(Records drawn from a collection)
* START *

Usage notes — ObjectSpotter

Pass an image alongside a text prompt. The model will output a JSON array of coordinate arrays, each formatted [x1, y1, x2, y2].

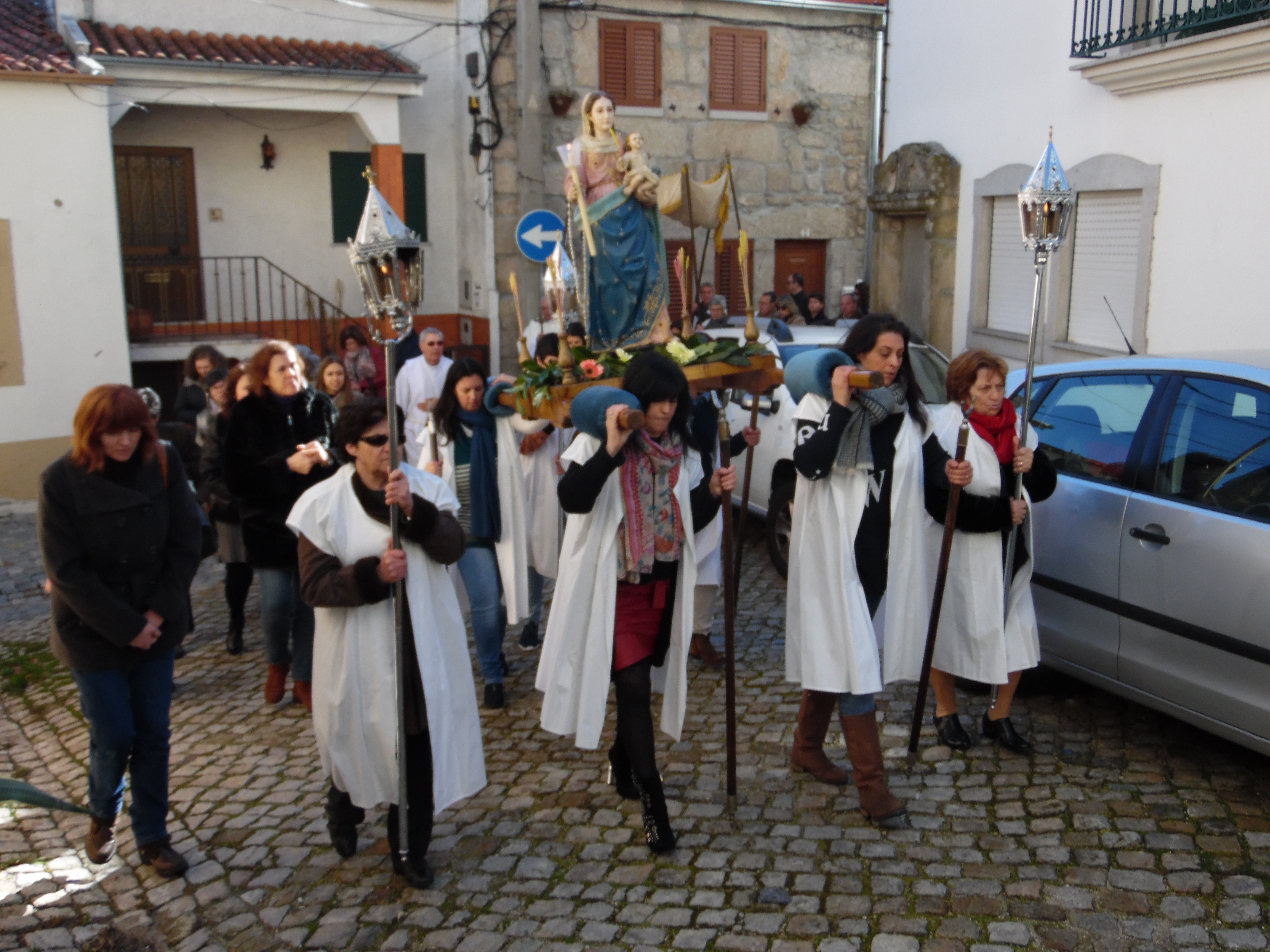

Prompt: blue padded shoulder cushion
[[785, 348, 851, 404], [569, 383, 640, 439]]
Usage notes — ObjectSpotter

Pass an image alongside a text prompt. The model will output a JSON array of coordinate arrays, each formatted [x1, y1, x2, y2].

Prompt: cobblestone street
[[0, 514, 1270, 952]]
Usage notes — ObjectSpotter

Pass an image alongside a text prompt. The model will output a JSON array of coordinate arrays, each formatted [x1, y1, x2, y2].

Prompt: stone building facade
[[491, 0, 885, 366]]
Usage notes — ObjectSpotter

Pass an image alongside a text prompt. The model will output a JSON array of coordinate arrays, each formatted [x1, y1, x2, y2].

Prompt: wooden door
[[666, 239, 696, 321], [114, 146, 203, 324], [772, 239, 829, 297]]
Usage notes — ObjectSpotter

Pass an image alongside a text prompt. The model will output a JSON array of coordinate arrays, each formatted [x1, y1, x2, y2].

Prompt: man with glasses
[[396, 328, 453, 466]]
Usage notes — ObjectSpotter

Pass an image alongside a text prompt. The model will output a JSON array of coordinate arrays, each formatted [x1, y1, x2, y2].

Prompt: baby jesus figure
[[617, 132, 659, 199]]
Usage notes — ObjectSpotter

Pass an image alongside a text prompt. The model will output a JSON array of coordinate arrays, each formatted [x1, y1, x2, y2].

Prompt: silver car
[[1008, 351, 1270, 754]]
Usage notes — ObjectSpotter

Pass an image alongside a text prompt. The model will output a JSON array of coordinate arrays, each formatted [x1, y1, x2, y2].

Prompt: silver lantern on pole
[[989, 137, 1076, 708], [348, 167, 423, 864]]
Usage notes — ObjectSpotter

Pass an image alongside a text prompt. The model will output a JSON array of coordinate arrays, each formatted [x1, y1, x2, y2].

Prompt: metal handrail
[[1071, 0, 1270, 58], [123, 255, 351, 353]]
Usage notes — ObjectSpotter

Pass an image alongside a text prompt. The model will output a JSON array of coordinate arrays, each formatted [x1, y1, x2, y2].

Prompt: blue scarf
[[455, 407, 498, 542]]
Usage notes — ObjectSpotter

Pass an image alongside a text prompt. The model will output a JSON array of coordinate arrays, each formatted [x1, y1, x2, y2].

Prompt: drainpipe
[[865, 9, 889, 286]]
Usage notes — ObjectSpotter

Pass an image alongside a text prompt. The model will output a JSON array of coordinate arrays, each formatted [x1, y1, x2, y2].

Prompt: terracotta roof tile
[[77, 19, 414, 72], [0, 0, 79, 74]]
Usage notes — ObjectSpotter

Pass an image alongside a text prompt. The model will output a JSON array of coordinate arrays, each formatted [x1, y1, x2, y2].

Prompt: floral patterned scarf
[[617, 430, 683, 584]]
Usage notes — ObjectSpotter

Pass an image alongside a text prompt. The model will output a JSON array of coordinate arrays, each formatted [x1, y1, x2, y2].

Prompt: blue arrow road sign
[[516, 208, 564, 264]]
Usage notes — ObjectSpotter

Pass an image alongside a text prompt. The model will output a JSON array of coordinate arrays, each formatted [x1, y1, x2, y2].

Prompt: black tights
[[614, 658, 659, 781], [225, 562, 251, 631]]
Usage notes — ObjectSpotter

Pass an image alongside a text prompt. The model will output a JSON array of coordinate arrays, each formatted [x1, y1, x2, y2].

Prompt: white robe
[[535, 433, 704, 750], [785, 393, 931, 694], [927, 404, 1040, 684], [442, 416, 530, 624], [287, 463, 485, 812], [396, 357, 453, 466]]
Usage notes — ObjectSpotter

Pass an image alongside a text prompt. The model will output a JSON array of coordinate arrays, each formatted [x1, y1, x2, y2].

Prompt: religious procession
[[0, 0, 1270, 952]]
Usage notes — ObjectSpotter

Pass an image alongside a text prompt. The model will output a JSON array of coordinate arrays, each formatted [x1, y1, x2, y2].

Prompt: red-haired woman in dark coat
[[37, 383, 202, 877]]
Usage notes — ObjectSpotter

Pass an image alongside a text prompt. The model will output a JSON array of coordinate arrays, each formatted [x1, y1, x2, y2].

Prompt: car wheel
[[766, 480, 795, 579]]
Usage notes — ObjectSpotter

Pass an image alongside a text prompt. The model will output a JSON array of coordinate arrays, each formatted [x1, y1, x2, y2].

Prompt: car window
[[1156, 377, 1270, 520], [1032, 373, 1159, 482]]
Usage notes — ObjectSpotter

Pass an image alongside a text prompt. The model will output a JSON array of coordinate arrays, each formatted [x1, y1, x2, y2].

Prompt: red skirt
[[614, 579, 671, 672]]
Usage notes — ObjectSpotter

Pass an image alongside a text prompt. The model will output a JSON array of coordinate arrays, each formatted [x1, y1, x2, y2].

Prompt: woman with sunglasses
[[423, 357, 530, 708]]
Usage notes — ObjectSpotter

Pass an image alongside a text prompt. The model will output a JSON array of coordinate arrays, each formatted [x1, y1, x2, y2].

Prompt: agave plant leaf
[[0, 777, 89, 814]]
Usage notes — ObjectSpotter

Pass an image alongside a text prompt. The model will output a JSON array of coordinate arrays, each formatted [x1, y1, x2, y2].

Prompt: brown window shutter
[[599, 20, 662, 107]]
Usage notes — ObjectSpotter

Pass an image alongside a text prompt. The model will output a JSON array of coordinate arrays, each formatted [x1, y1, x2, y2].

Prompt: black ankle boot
[[636, 777, 674, 853], [608, 740, 640, 800], [326, 783, 366, 859], [935, 712, 974, 750], [979, 712, 1032, 756]]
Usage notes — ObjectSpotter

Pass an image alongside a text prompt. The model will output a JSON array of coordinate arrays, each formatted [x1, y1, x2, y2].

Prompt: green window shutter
[[330, 152, 371, 245], [401, 152, 428, 241]]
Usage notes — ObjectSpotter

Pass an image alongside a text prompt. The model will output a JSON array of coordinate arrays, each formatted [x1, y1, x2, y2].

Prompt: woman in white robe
[[287, 400, 485, 889], [424, 357, 530, 708], [928, 350, 1058, 754], [785, 313, 970, 826], [537, 353, 737, 853]]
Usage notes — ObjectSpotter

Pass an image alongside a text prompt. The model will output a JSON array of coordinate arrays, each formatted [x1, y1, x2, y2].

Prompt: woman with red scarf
[[930, 350, 1058, 754]]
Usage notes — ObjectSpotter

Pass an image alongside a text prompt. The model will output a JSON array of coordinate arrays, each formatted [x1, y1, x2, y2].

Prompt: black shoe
[[521, 622, 540, 651], [326, 783, 366, 859], [935, 712, 974, 750], [608, 740, 640, 800], [979, 712, 1032, 756], [636, 777, 674, 853]]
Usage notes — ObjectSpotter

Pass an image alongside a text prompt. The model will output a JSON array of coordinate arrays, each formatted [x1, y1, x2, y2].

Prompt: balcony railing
[[123, 255, 349, 354], [1072, 0, 1270, 57]]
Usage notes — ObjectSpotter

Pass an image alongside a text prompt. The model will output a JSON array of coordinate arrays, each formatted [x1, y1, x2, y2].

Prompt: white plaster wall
[[0, 81, 131, 453], [885, 0, 1270, 353]]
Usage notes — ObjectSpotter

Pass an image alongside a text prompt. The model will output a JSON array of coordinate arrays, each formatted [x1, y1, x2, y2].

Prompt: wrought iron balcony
[[1072, 0, 1270, 57]]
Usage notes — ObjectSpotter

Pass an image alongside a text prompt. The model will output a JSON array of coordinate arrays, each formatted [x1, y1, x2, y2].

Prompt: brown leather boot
[[688, 635, 727, 668], [84, 816, 114, 866], [842, 711, 908, 827], [790, 691, 847, 787], [264, 664, 291, 704]]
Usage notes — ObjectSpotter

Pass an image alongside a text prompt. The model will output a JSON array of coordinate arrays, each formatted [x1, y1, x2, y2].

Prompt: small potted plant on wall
[[790, 99, 815, 126], [547, 89, 573, 115]]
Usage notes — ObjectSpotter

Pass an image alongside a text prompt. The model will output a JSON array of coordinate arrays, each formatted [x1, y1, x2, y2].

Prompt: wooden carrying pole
[[908, 411, 970, 767]]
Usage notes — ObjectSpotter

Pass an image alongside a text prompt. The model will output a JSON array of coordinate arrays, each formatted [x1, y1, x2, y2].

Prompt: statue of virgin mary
[[565, 91, 671, 350]]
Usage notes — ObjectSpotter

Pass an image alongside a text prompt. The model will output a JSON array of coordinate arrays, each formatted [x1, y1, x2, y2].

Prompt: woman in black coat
[[37, 383, 202, 877], [221, 340, 338, 711]]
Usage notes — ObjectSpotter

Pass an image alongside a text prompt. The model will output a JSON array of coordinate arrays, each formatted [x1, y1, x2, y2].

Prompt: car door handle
[[1129, 526, 1171, 546]]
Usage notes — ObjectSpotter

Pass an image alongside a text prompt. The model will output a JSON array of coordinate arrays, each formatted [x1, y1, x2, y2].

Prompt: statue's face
[[587, 96, 614, 136]]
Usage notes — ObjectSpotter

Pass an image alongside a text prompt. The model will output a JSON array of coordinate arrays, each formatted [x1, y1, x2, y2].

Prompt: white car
[[706, 319, 949, 578]]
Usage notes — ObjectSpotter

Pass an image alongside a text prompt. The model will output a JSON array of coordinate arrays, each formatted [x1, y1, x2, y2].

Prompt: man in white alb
[[396, 328, 453, 466]]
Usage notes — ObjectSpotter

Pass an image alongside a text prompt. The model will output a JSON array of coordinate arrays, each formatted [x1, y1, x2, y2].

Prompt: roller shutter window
[[599, 20, 662, 108], [1067, 190, 1142, 351], [988, 196, 1036, 334], [710, 27, 767, 112]]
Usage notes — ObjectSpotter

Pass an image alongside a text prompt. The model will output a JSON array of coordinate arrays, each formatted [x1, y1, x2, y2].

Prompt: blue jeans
[[458, 547, 507, 684], [71, 649, 173, 845], [530, 565, 546, 624], [257, 569, 314, 680], [838, 694, 878, 717]]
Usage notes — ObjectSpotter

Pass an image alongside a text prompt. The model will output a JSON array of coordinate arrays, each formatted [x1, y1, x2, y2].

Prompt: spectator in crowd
[[171, 344, 228, 429], [396, 328, 453, 466], [37, 383, 202, 878], [190, 367, 228, 449], [198, 361, 255, 655], [806, 294, 833, 325], [339, 324, 387, 396], [314, 357, 356, 410], [754, 291, 776, 317], [785, 272, 812, 321], [423, 357, 528, 708], [222, 340, 340, 711]]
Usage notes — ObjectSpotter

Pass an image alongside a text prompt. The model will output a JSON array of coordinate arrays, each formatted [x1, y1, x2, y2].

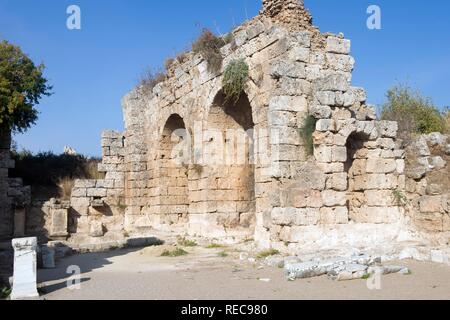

* END *

_Task to carry out_. Give the records from their first line through the line containing "[[989, 137, 1076, 708], [348, 167, 423, 864]]" as a JSON list of strings, one string per line, with blank lines and pictures left out.

_Expected output_.
[
  "Usage notes — ObjectSpotter",
  "Pass an image alongside a text prompt. The model will output a JSON array of coordinate arrays, each formatted [x1, y1, x2, y2].",
  "Prompt: blue padded shoulder cushion",
  "[[785, 348, 851, 404], [569, 383, 640, 439]]",
  "Usage notes — ObjectSpotter",
  "Pass an image alongside a text prompt. The model will output a JSON array of coordinate arrays, each formatted [x1, y1, x2, y2].",
  "Prompt: cobblestone street",
  "[[0, 514, 1270, 952]]",
  "Usage notes — ObjectSpotter",
  "Pass an image alongside a text prompt. The model will output a JSON array of coordinate arrays, each formatted [x1, y1, x2, y2].",
  "Prompt: stone building facade",
  "[[491, 0, 885, 366]]",
  "Usage notes — ObjectSpotter",
  "Pass an image alongside a text prompt. The model will output a JSON array of coordinate arrays, each formatted [x1, y1, x2, y2].",
  "Prompt: wooden door",
  "[[666, 239, 696, 321], [114, 146, 203, 324], [772, 239, 829, 297]]",
  "Usage notes — ObjectSpotter",
  "Pass an image alongside a text prompt. The model will output a JSON array of coordinate arrays, each formatted [x1, y1, x2, y2].",
  "Prompt: man with glasses",
  "[[396, 328, 453, 466]]",
  "Usage notes — ObjectSpotter",
  "Pass an image alongside a text prompt. The model will output a JSON array of coordinate arrays, each formatted [x1, y1, x2, y2].",
  "Prompt: baby jesus figure",
  "[[617, 132, 659, 199]]",
  "Usage notes — ObjectSpotter",
  "Pass an image alongside a text prompt. The model will output a JSON array of coordinate arrays, each formatted [x1, y1, x2, y2].",
  "Prompt: silver car",
  "[[1008, 351, 1270, 754]]",
  "Usage notes — ObjectSpotter",
  "Pass an image alongside a text prompt. The model will output a JSON array of coordinate arrays, each formatted [x1, y1, x2, y2].",
  "Prompt: silver lantern on pole",
  "[[989, 137, 1076, 708], [348, 167, 423, 864]]"
]